Which brings us to John Key, Bill English and New Zealand’s 2014
“Cheese-on-Toast Budget”. Not for New Zealanders the reckless,
ideologically-driven fiscal mayhem that Joe Hockey saw fit to visit upon their
Australian cousins. Here in the Shaky Isles, Finance Minister Bill English
delivered up a steady-as-she-goes financial statement so wholesome and tasty
that even Labour’s own
supporters could not resist giving it a big tick when the pollsters came
calling. With increases to paid parental leave, and free doctor’s visits for
children under 13 years, how could they not?
Which is not to say that English’s budget is entirely ideology-free – it
isn’t. It’s just that the history of the past thirty years in New Zealand (if
not in Australia) has taught the more thoughtful and moderate elements of the
Right that it is better to give a little than to take a lot. The protection of
elite power, conservatism’s fundamental mission, is best achieved by surrounding
the privileged with crowds of contented citizens munching cheese-on-toast – not
with angry mobs waving pitchforks.
This essay was originally published
in The Press of Tuesday, May 27, 2014.
7 comments:
Nordmyers Black Budget was the right thing to do but politicians learnt that doing the right thing makes you lose elections. I don't know about Abbot?

__Work item 1__: In the passage about New Zealand's 2014 budget, which two increases does the budget include?
__Work item 2__: Write a continuation of the passage about New Zealand's 2014 budget, starting after its final sentence.

__Record excerpts__:
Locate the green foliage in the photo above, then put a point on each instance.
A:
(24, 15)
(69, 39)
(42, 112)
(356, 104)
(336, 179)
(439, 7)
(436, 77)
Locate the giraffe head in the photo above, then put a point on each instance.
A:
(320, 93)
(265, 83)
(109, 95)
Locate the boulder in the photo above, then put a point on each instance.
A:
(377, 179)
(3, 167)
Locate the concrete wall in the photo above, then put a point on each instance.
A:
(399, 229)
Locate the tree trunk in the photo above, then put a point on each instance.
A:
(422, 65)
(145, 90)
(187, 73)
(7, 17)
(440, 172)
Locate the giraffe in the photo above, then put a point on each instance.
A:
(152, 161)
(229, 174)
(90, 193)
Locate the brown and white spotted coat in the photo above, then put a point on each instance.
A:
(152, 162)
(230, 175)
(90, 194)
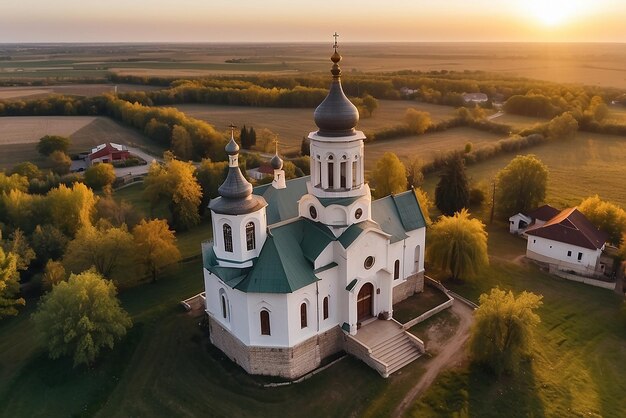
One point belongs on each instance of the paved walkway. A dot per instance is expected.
(452, 354)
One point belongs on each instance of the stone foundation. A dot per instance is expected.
(287, 362)
(413, 284)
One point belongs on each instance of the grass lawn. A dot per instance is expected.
(587, 165)
(578, 356)
(418, 304)
(428, 146)
(292, 124)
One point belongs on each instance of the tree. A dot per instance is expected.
(181, 143)
(53, 274)
(389, 176)
(80, 317)
(417, 120)
(452, 191)
(606, 216)
(70, 209)
(175, 183)
(9, 285)
(155, 246)
(110, 250)
(59, 162)
(502, 333)
(521, 185)
(50, 143)
(370, 104)
(458, 244)
(563, 127)
(99, 175)
(26, 169)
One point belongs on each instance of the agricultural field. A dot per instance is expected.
(427, 146)
(592, 64)
(292, 124)
(587, 165)
(26, 92)
(19, 135)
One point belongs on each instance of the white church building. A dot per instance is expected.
(296, 268)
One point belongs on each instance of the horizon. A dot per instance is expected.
(279, 21)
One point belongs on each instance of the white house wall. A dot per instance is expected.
(557, 252)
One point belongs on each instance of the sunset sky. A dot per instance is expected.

__Expected output 1__: Increases to paid parental leave, and free doctor's visits for children under 13 years.

__Expected output 2__:
At last you openly nailed it.
The powerful retain power while the rest of us get fed bread, circuses, free child medical care.
Howard, Abbot, Key do not support Australian or New Zealand interests.
(
They support US corporates. (Check TPPA)
The Nats, ever since their trouncing in the 1930's have learned to appease the so called middle ground.
the latest Budget is clearly an electioneering one.
If the Nats rule after the next election Key will simply keep implementing policies to appease his Wall Street and Washington masters (possibly Mistress if Clinton makes it).
Aussie has panicked. They are very worried the change to gas worldwide means less and less for their coal. Very few coal mines planned or opened worldwide in the last few years. It is on the way out slowly.
Also their iron ore is not so in demand any longer and there is plenty of it elsewhere around the globe. Plenty of scrap iron too. All those cars which will soon be made of carbon fibre & plastic. Even engines will be alloy & ceramic soon. Their dollar is strong still so they are expensive. They cannot see the light at the end of the tunnel.
So they are unhappy, at last!
Watch out though, they will be blaming us for stealing their talent before too long. People like Norman.
Yeah right eh cobber. Take him back.
According to economists' consensus in NZ at least, austerity only works if you're the only one doing it.
Cheese on toast has in part been offered because the power of lotto, casinos, cheap Chinese consumer goods and reality TV/cooking shows are all beginning to loose their magic ability to disguise the real outcomes of the neoliberal agenda.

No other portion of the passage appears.